We eventually made it to one of Lisbons main squares, the “Praça do Comércio”. It’s an impressive sight and we snapped off a few photos (just us and every other tourist…..so much for not trying to stick out). We then headed off in the direction of Arco da Victoria when a man approaches us and asks “hashish, marijuana??” and discreetly shows us the content of his hand where he has a hash cake stashed away (hashish ala handsweat….), after politely saying no we walked on for about five minutes when we are approached by the next seller….hmmmm….observing them for a while it shows that they are not picky on who they ask. We see them walking up to men and woman, young and old and even parents with their young kids.

After our first of many offers we keep moving on and make it to the “Elevador de Santa Justa” for some spectacular views across the city. We don’t stay too long though since it’s windy and quite cold up there…enough for some nice photos!

Walking back to our area, the Bairro Alto, we walked by a small place that fit the descriptions given to us by Paul and Lynda. A bar named “Pavilhão Chinês”, which must be one of the most original places we’ve ever visited. It has an enormous collection of….well, all sorts of crap, but it looks really good. The room we sat in had lots of small dolls and figurines, another room was full of all kinds of war helmets, another one hosted the pool tables and the best room was filled with GI Joes and model planes hanging from the roof. It was quite pricy compared to other bars but it was well worth the visit.

By this time of the day both of us were getting tired and feeling cold. We thought about not having dinner but then decided to find a place and have something small to eat. Well, the place we found and the food we had wasn’t much to write home about….

The next day we had a well deserved sleep in, had brunch and then made our way over to Belém (a different part of the city) by tram. Here we were first startled by the sights of the bridge, we almost thought we were in San Francisco, and then by the sight of a huge jesus statue…..Did anyone say Rio? Well, once we settled down (yeah, it was really unsettling ;)) we headed off to the “Monument to the Discoveries”, which is a big monument on the harbour front in the shape of a caravel, honoring Portuguese discoveries. We decided not to enter the monument (we are not really all that big on museums and such) and continued towards the next sight which was the “Torre de Belém”.

→ **RECORDED INFORMATION**:

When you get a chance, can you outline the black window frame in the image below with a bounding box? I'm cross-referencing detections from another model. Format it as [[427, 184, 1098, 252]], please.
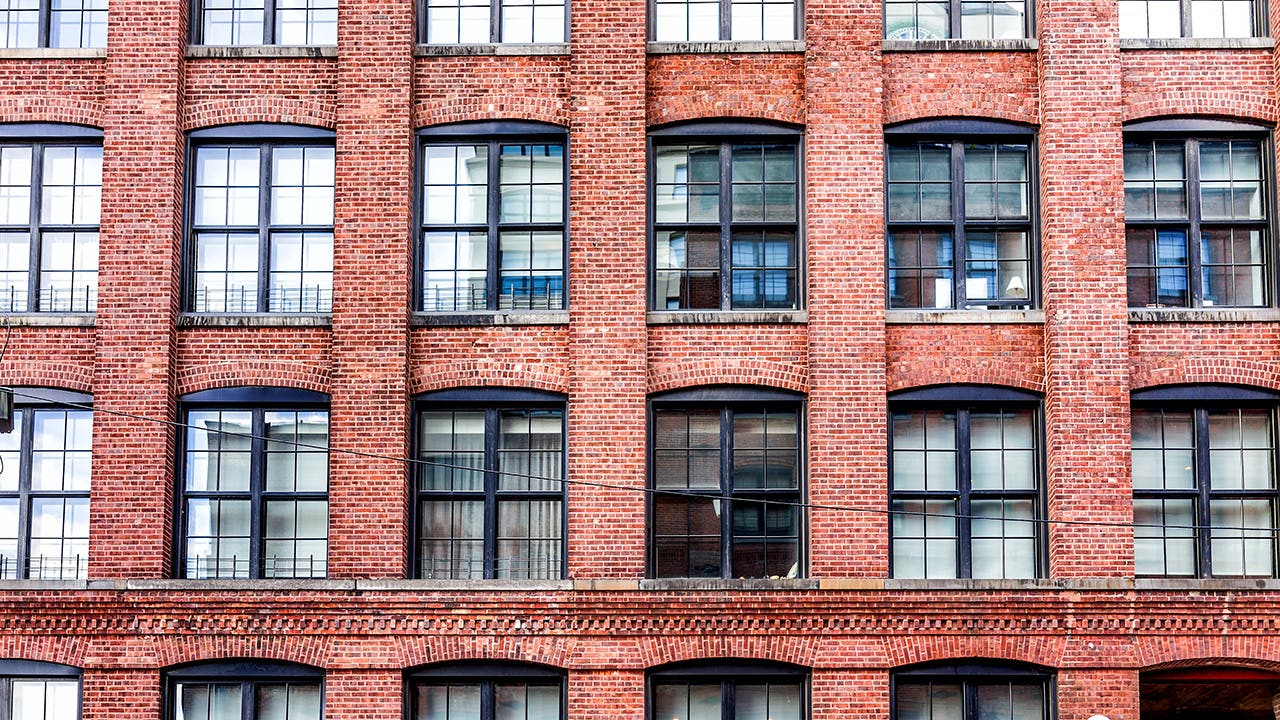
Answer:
[[881, 0, 1036, 42], [0, 123, 102, 315], [0, 387, 93, 579], [1124, 118, 1277, 310], [890, 659, 1057, 720], [645, 659, 813, 720], [1130, 384, 1280, 579], [884, 118, 1042, 313], [412, 120, 571, 318], [0, 659, 84, 720], [404, 660, 568, 720], [410, 387, 568, 580], [645, 121, 808, 314], [188, 0, 337, 47], [164, 659, 325, 720], [886, 384, 1048, 579], [645, 387, 809, 579], [173, 387, 333, 580], [182, 123, 337, 316]]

→ **REQUIREMENTS**:
• a. Rewrite the Lisbon travel passage from "After our first" to "some nice photos!", swapping "spectacular views" for "sweeping views".
• b. Carry on the Lisbon travel passage from the point where it stops.
The lines are not needed here.

→ **RESPONSES TO THE EXERCISE**:
• a.
After our first of many offers we keep moving on and make it to the “Elevador de Santa Justa” for some sweeping views across the city. We don’t stay too long though since it’s windy and quite cold up there…enough for some nice photos!

• b.
This is a fortress in the water which was supposed to keep an eye out for invaders. This place we did decide to pay money to go and see (it wasn’t a lot of money but still….), and it was well worth it. We played around on the first floor with the cannons first and then made our way to the top, along the way stopping at the guardtowers (or whatever they are) to rest our weary feet. From the top of the tower we could see our next destination….The “Mosteiro dos Jerónimos”, this is a big cathedral that just by looking at it made Suz and I wonder how those who built it could keep the motivation day after day doing all those small carvings…(we would have ended up with a square building Soviet Union style if we would have built it).

All this sightseeing finally led us to the place we had been waiting to visit all day…..”Pasteis de Belém”, the original custard tart factory!!! And they were better than we’d expected, warm, crispy and melt in your mouth delicious….YUM!! We ordered one each and thought that was the way to do it……but later on we saw other couples (young and old) ordering them in by the half dozen….and to top it off, they were sprinkling them with powder sugar and cinnamon. We almost thought of getting some more, but we didn’t want to pig out too much so we just left it at that…..for now.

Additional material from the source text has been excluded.